### EXTRACTED RECORDS
============

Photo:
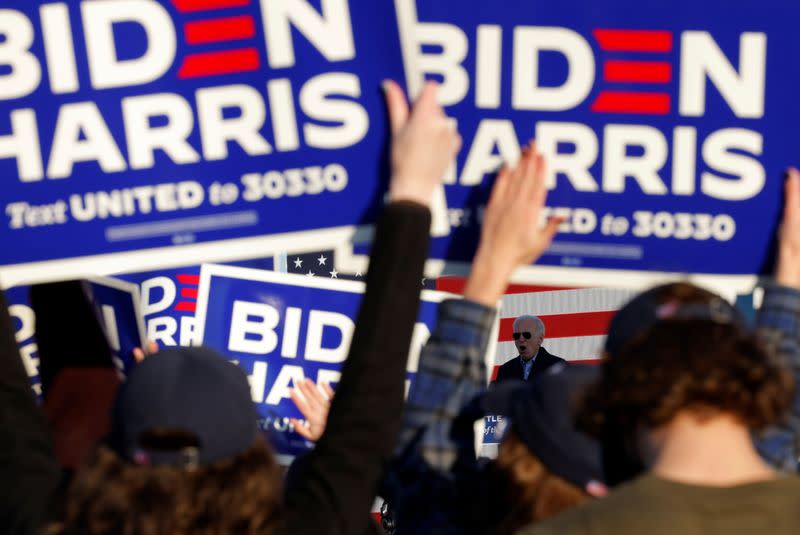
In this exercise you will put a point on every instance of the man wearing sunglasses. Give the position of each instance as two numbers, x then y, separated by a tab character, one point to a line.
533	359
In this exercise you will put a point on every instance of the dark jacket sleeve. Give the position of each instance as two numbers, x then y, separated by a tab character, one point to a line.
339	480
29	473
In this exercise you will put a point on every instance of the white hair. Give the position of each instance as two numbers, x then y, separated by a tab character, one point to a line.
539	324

============

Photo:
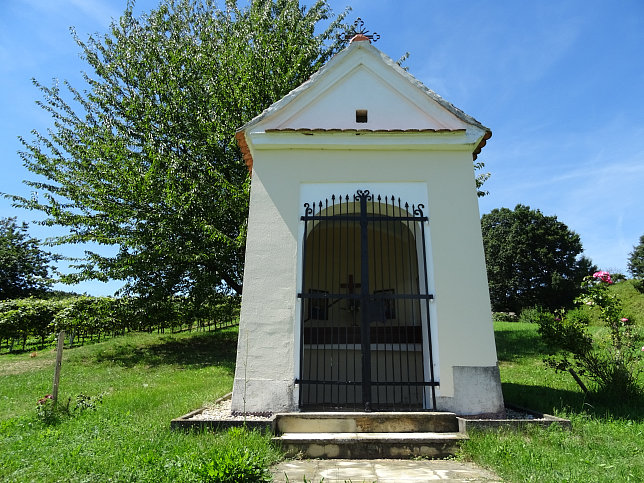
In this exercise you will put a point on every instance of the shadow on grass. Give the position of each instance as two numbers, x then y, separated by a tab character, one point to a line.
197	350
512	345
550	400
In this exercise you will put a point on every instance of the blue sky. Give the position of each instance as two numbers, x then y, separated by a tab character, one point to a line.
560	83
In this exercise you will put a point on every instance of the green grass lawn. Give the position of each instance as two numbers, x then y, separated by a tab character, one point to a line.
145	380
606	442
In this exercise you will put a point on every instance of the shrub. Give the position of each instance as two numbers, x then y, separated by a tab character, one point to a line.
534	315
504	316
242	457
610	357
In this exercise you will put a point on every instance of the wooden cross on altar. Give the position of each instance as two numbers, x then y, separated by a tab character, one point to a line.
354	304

============

### REQUIREMENT
Which lines of the records contain the word "grass", matching case exactly? Pick out each of those lines and copy it in full.

### IN RESPONSE
In this exercise you will put a point on every instance of the shadow on grass. Give the position of each instance as two numbers, x then y, separated by a tab character, one point to a line.
In this exercise you will put a point on every instance of the green grass lawn. Give the position of each instance as two numbers, x then y, separated by a tab character, one point to a line.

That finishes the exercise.